DESCRIPTION OF THE TASK: Please give the records below back in full, exactly as shown.

[Records from a collection]
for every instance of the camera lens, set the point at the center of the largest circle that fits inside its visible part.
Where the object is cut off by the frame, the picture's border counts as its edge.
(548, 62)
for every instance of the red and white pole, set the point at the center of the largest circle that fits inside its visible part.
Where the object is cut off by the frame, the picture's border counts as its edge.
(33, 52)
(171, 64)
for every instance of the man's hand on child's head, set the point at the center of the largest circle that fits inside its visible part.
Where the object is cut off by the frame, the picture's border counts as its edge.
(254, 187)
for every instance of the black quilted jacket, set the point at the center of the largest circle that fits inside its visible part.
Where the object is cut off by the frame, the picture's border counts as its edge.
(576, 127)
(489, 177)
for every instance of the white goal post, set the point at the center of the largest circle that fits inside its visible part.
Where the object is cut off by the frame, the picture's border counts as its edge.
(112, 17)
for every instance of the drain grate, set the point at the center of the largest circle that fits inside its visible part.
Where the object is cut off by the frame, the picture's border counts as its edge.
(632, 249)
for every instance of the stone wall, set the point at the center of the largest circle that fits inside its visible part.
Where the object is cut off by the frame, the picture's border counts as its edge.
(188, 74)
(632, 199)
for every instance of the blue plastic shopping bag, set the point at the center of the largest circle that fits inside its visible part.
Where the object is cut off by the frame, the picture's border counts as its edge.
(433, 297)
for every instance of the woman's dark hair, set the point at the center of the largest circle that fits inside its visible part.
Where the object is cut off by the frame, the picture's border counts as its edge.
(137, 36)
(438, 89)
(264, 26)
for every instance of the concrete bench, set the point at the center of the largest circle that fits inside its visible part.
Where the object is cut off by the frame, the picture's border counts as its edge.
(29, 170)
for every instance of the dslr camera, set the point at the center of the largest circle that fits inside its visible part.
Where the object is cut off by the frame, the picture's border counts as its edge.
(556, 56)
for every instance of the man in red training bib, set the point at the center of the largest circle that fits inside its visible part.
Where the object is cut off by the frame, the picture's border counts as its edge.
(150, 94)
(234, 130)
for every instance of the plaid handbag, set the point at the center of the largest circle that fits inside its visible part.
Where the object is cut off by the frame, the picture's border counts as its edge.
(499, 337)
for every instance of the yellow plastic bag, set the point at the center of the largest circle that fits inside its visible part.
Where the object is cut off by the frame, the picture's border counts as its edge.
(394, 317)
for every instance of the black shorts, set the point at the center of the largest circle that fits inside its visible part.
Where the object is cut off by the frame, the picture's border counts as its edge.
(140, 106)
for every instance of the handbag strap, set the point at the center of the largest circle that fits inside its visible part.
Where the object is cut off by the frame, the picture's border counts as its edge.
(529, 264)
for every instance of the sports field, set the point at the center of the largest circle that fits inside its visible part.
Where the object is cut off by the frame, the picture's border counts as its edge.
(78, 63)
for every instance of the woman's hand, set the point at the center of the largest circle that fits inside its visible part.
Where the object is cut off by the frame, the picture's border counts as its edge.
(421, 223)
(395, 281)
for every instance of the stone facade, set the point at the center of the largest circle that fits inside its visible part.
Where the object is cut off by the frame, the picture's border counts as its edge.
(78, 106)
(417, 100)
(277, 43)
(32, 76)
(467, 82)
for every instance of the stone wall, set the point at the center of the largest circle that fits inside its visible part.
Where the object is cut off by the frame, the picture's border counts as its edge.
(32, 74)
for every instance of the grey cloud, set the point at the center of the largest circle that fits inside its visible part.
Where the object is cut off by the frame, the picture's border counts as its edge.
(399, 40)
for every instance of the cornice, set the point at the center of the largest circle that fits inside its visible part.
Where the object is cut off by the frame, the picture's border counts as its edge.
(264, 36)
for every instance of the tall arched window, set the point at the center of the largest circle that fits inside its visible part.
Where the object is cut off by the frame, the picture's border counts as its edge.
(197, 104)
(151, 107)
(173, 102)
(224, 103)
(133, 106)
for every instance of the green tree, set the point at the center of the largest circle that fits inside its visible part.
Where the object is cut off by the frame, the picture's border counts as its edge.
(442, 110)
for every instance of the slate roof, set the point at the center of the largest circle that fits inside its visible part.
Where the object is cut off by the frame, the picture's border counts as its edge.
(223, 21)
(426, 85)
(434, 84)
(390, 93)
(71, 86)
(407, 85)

SOLVED PROBLEM:
for every instance of the camera lens, set the point at the center of the largest circle that fits inside its visible part.
Where the object is cut off by the frame, the picture's border counts as its edge.
(548, 62)
for every instance of the red and white pole, set the point at the center of the largest circle that fits inside its visible part.
Where the object is cut off by the frame, the picture's border counts as its edge.
(33, 52)
(171, 64)
for every instance of the man's hand on child's head, set the point at the center of the largest circle that fits inside its visible part.
Where the object is cut off by the frame, the picture's border counts as its edge.
(254, 187)
for every instance of the black quilted jacket, set the point at the center of the largest circle that fits inside its visible part.
Where the object is cut off by the frame, the picture's border counts as its edge.
(576, 127)
(489, 177)
for every instance of the white goal post, set the point at the center of the largest circle that fits inside its visible part.
Where the object is cut off by the frame, the picture's border counts as its edge.
(112, 17)
for every instance of the drain grate, set the point at the center of the largest circle that fits inside its visible part.
Where the object is cut off by the frame, the picture's border counts as its edge.
(632, 249)
for every instance of the stone wall, set the point at the center of the largest circle that fits inside its visible part.
Where the object is cut off by the frame, the picture's border counts as its edge.
(188, 74)
(632, 199)
for every instance of the blue plastic shopping bag, set the point at the center of the largest circle that fits inside its visible part.
Where the object is cut off by the frame, the picture's border counts as its edge.
(433, 297)
for every instance of the woman's dark hair, set the point at the center of the largest circle that fits inside its visible part.
Where the object is cut off by the frame, the picture's border counts as its edge.
(137, 36)
(438, 89)
(264, 26)
for every instance of the concrete bench, set the point at the center of the largest circle that fits inside its visible part.
Where the object is cut off by the frame, the picture's border counts as its edge.
(29, 170)
for every instance of the dslr camera, set the point at the center of the largest circle that fits inside its visible part.
Where the object is cut off by the frame, the picture's border counts as its edge.
(556, 56)
for every instance of the man in red training bib, set the point at the center of the largest circle that fits inside its visible part.
Where the object is cut off by the frame, the picture's border counts as its edge.
(150, 94)
(234, 130)
for every instance of the plaid handbag, set the point at the center of the largest circle that fits inside its visible part.
Where the object is cut off by the frame, the picture's border counts as its edge.
(499, 337)
for every instance of the yellow plastic bag, set the point at the center of the largest circle that fits inside its visible part.
Where the object is cut off by the frame, the picture's border counts as its edge.
(394, 317)
for every instance of the black shorts, set the point at the center of the largest circle that fits inside its visible part.
Where the object is cut off by the frame, the picture's border counts as its edge.
(140, 106)
for every instance of the handbag strap, set the point at the center of the largest circle that fits inside its visible part.
Where the object is cut off by the frame, the picture's border counts as its edge.
(529, 264)
for every instance of the sports field, set the point at the center of the largest circle that fits inside its visible part.
Where the object is cut off by the frame, the picture's border counts as its edge.
(78, 63)
for every instance of the woman's hand, set the point at the center of the largest circle that fits inside its visible part.
Where the object is cut off by the frame, the picture's border counts as its edge.
(421, 223)
(395, 281)
for every instance of the stone facade, set the point at the center of the largest circle that fits inside its visible part.
Where the object is cut off by the frame, the picture's border counts as its edge.
(78, 106)
(417, 100)
(277, 43)
(32, 76)
(467, 82)
for every instance of the stone wall, set the point at the center of the largest circle that fits inside its visible part.
Where the object is cut off by the frame, the picture's border counts as its edge.
(32, 74)
for every instance of the grey cloud, set the point at the center of the largest circle that fits inside its visible part.
Where the object is cut off by the frame, the picture's border counts as its edge.
(399, 40)
for every instance of the cornice, set the point at the center of the largest circle that fits inside its visible part.
Where the object is cut off by the frame, the picture's border counts as its edge.
(264, 36)
for every instance of the tall arched window, set the point at the center of the largest circle that fits inside its visible part.
Where the object is cut off by the frame, the picture's border counts as its edge.
(197, 104)
(151, 107)
(173, 102)
(224, 103)
(133, 106)
for every instance of the green tree, set the point at the center of the largest circle that fits inside its visible part.
Where the object is cut off by the frame, the picture's border counts as its edge.
(442, 110)
for every instance of the slate roof, set the point at the center of the largest circle that fits inside its visible part.
Where the object is cut off by the frame, the picture's border counts as its edge.
(223, 21)
(426, 85)
(434, 84)
(390, 93)
(71, 86)
(407, 85)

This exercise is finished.